PAGE TEXT
Content starts
Experience with overdose is limited. Several cases of accidental overdose have been reported with tacrolimus; symptoms have included tremor, headache, nausea and vomiting, infections, urticaria, lethargy and increases in blood urea nitrogen, serum creatinine and alanine aminotransferase levels.

No specific antidote to tacrolimus therapy is available. If overdose occurs, general supportive measures and symptomatic treatment should be conducted.

Based on its high molecular weight, poor aqueous solubility, and extensive erythrocyte and plasma protein binding, it is anticipated that tacrolimus will not be dialysable. In isolated patients with very high plasma levels, haemofiltration or -diafiltration have been effective in reducing toxic concentrations. In cases of oral intoxication, gastric lavage and/or the use of adsorbents (such as activated charcoal) may be helpful, if used shortly after intake.
Content ends
SUPPLIED DATA
Content starts
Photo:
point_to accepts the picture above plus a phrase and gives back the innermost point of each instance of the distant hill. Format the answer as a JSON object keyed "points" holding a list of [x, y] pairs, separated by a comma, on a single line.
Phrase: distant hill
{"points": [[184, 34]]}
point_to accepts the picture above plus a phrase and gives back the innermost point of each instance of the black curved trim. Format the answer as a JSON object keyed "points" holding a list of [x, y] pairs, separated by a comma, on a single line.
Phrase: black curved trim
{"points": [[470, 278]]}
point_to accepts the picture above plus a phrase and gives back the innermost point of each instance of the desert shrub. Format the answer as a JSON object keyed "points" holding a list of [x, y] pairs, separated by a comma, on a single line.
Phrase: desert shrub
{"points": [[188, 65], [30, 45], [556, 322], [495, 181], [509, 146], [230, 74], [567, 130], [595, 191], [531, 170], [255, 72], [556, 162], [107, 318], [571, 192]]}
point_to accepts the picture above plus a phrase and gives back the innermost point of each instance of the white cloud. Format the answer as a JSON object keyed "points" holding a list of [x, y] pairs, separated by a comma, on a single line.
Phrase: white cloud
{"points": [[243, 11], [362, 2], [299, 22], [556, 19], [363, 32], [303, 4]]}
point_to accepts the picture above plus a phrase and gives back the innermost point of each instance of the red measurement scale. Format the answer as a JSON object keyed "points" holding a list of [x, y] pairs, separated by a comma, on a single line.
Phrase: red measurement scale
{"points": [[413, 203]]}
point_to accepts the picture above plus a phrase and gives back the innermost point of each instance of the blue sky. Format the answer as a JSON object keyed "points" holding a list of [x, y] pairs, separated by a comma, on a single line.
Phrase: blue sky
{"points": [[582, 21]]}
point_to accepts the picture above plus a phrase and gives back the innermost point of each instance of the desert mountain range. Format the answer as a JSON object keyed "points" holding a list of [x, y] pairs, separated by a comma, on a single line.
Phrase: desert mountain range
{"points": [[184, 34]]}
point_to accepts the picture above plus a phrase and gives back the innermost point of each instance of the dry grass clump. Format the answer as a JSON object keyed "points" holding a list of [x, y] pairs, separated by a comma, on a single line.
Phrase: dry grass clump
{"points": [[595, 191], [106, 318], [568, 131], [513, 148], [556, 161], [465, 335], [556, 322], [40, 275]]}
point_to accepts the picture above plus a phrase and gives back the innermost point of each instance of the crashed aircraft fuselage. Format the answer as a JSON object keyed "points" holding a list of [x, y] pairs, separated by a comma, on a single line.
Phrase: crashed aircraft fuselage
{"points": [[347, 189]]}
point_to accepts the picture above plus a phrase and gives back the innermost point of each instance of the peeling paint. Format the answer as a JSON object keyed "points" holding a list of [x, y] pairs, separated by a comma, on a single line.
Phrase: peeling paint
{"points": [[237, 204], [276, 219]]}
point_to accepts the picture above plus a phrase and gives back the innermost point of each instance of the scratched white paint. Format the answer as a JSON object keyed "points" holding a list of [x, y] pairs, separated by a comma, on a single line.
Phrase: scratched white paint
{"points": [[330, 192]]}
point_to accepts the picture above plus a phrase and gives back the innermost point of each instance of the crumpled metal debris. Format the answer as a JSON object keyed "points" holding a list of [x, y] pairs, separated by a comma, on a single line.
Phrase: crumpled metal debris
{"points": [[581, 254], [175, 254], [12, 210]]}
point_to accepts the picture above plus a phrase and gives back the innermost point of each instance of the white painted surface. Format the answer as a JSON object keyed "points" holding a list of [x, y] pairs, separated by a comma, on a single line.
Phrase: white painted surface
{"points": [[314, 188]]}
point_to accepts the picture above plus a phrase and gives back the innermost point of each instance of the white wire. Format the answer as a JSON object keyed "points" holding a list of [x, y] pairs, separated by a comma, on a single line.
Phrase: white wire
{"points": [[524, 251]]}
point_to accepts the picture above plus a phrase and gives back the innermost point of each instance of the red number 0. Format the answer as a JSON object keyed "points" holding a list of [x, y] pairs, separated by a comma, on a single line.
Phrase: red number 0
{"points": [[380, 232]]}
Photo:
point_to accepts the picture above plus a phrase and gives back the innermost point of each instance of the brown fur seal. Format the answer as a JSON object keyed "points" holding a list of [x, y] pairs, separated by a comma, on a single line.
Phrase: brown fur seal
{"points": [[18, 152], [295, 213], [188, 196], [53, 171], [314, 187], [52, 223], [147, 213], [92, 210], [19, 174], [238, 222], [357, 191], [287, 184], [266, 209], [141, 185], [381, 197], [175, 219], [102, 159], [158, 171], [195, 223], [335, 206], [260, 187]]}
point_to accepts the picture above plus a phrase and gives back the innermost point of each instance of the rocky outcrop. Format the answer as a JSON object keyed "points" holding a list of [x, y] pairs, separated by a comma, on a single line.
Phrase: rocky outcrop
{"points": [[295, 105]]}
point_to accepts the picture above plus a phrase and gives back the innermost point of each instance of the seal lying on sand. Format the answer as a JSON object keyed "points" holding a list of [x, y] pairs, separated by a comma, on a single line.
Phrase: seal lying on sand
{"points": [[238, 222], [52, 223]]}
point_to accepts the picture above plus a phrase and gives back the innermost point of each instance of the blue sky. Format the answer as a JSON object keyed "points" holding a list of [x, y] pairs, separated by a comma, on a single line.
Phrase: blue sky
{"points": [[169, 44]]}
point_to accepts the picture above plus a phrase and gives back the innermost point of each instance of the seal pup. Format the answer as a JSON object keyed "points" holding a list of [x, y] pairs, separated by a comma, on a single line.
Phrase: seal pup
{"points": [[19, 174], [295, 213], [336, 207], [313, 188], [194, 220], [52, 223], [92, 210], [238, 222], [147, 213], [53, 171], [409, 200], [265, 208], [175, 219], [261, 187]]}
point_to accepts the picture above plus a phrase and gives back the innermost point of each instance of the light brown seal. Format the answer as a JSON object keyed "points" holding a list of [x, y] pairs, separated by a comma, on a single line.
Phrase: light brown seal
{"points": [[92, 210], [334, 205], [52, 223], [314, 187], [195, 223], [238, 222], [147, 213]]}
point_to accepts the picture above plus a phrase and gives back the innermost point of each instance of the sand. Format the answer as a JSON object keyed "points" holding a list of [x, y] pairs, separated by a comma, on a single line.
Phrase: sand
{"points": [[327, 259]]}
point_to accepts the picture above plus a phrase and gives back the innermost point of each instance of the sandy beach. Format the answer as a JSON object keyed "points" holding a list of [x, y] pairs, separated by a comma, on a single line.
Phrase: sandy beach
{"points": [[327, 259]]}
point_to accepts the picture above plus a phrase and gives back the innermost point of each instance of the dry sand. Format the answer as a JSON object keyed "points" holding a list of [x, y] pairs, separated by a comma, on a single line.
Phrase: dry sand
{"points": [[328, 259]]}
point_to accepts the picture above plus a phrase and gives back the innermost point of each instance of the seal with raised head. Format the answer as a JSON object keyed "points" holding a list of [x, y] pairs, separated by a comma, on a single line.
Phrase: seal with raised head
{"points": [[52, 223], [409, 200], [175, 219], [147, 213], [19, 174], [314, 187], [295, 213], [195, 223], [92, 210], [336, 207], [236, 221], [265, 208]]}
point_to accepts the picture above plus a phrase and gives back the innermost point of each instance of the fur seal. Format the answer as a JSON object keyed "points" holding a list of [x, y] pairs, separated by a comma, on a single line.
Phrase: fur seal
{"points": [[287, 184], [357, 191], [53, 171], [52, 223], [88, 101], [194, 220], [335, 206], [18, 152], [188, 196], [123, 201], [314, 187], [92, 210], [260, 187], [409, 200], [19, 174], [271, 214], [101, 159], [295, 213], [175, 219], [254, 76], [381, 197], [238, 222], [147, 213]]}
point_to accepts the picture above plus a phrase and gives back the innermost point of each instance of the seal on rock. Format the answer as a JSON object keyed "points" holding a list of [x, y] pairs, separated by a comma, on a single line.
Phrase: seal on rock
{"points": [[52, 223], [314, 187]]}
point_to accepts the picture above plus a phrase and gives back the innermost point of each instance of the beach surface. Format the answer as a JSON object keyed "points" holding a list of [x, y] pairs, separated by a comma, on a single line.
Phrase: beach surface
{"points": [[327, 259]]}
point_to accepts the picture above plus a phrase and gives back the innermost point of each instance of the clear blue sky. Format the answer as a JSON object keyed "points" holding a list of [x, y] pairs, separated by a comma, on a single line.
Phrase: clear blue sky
Content ends
Please write the next part of the tacrolimus overdose passage, starting after its final sentence. The entries are separate material and have no connection to the tacrolimus overdose passage.

5. Pharmacological properties

5.1 Pharmacodynamic properties

Pharmacotherapeutic group: Immunosuppressants, calcineurin inhibitors, ATC code: L04AD02

Mechanism of action

At the molecular level, the effects of tacrolimus appear to be mediated by binding to a cytosolic protein (FKBP12) which is responsible for the intracellular accumulation of the compound. The FKBP12-tacrolimus complex specifically and competitively binds to and inhibits calcineurin, leading to a calcium-dependent inhibition of T-cell signal transduction pathways, thereby preventing transcription of a discrete set of cytokine genes.

Tacrolimus is a highly potent immunosuppressive agent and has proven activity in both in vitro and in vivo experiments.

In particular, tacrolimus inhibits the formation of cytotoxic lymphocytes, which are mainly responsible for graft rejection. Tacrolimus suppresses T-cell activation and T-helper-cell dependent B-cell proliferation, as well as the formation of lymphokines (such as interleukins-2, -3, and γ -interferon) and the expression of the interleukin-2 receptor.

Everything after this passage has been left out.